**What this task involves**. Put this sentence from the news report below into Spanish: "US secretary of state Colin Powell announced that James Mollen, who worked with Iraqi education ministries, was murdered in Baghdad, but gave no further details about when it took place."

**Study text**.
-*-*-

'Chemical bomb' factory found
2004-11-25 18:09
Latifiyah - Iraq said on Thursday it had found a chemical bomb factory in Fallujah as US-led forces rounded up scores of suspected insurgents in a major sweep through the country's "triangle of death."
But rebels continued to wage deadly attacks, with the US announcing the murder of a state department official in Baghdad in a killing claimed by a group headed by Iraq's most wanted man, Abu Musab al-Zarqawi.
Two people were also killed in car bomb attacks in Samarra and a vital oil pipeline linking oil fields to a major refinery was attacked despite the deployment of 2 0O0 national guardsmen to protect it.
US secretary of state Colin Powell announced that James Mollen, who worked with Iraqi education ministries, was murdered in Baghdad, but gave no further details about when it took place.
'Triangle of death'
In a bid to wipe out insurgents ahead of January's crucial elections, about 5 000 troops descended on a number of targets in the "triangle of death" southwest of Baghdad in a series of early morning swoops.

-*-*-

**Object descriptions in free text**.
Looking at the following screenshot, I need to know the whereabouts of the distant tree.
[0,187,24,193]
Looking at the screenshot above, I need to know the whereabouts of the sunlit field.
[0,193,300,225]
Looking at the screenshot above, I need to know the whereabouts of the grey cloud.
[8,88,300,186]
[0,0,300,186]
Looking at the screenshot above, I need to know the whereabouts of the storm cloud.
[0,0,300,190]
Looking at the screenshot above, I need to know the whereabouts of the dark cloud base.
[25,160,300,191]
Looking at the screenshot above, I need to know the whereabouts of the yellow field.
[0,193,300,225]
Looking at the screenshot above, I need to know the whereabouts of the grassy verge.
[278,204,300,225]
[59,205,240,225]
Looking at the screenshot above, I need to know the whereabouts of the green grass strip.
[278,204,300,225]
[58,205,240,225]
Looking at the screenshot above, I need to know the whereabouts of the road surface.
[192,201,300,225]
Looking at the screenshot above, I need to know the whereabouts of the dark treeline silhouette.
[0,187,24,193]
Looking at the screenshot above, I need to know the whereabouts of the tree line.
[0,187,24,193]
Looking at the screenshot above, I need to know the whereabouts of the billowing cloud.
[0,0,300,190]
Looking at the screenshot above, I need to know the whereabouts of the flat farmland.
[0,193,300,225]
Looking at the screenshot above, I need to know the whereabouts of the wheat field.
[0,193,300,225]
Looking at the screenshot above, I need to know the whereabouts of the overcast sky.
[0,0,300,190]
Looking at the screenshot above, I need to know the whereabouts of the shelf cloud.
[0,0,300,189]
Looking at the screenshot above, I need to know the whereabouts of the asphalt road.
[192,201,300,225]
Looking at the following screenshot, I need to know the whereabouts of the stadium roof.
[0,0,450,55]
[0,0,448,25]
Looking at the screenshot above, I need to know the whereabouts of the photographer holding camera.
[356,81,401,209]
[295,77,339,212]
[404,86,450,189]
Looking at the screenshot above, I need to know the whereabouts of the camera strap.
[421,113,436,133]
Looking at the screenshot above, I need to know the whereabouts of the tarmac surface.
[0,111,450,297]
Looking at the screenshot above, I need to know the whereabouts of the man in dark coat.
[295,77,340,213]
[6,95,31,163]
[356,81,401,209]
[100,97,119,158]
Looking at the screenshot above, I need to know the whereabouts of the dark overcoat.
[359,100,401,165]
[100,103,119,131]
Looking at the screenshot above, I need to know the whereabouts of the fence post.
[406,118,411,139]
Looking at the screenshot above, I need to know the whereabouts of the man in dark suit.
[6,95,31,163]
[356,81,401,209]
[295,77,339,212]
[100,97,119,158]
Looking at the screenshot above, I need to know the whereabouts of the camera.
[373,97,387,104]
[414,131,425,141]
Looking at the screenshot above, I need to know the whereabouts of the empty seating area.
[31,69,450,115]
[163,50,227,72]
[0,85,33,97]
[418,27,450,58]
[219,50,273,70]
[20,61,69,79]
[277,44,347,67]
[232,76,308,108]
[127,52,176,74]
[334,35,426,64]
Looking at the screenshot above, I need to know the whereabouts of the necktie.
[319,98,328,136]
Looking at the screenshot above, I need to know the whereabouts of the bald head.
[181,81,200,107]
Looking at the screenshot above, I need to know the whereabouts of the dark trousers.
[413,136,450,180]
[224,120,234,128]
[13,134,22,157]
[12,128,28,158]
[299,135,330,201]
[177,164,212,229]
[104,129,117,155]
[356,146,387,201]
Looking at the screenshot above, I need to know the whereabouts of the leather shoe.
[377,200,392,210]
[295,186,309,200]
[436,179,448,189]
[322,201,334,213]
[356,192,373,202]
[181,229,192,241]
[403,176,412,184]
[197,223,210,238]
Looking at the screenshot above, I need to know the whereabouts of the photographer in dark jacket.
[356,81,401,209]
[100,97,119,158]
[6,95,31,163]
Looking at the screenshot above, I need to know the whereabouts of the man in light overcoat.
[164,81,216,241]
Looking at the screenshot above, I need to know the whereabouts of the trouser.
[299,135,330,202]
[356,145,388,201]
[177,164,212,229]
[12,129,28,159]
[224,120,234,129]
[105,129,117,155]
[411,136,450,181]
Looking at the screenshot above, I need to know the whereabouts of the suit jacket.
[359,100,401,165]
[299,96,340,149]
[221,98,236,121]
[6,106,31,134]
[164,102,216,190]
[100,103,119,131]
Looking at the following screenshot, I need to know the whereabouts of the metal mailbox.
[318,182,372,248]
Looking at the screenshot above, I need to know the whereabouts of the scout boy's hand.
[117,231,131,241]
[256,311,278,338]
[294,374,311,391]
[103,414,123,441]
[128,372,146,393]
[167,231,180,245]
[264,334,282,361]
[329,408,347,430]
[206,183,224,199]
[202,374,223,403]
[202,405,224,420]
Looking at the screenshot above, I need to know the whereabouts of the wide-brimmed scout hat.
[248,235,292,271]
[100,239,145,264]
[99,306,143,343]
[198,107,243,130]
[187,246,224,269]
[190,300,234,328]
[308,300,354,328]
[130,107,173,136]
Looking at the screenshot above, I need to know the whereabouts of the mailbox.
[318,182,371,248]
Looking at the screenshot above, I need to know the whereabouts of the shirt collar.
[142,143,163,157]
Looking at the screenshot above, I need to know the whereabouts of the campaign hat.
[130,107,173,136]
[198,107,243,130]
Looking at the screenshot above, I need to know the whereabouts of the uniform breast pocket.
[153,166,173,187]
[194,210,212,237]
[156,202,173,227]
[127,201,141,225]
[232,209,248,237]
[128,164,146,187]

-*-*-

**Expected answer**. El secretario de Estado de EE. UU., Colin Powell, anunció que James Mollen, quien trabajaba con los ministerios de educación iraquíes, fue asesinado en Bagdad, pero no dio más detalles sobre cuándo ocurrió.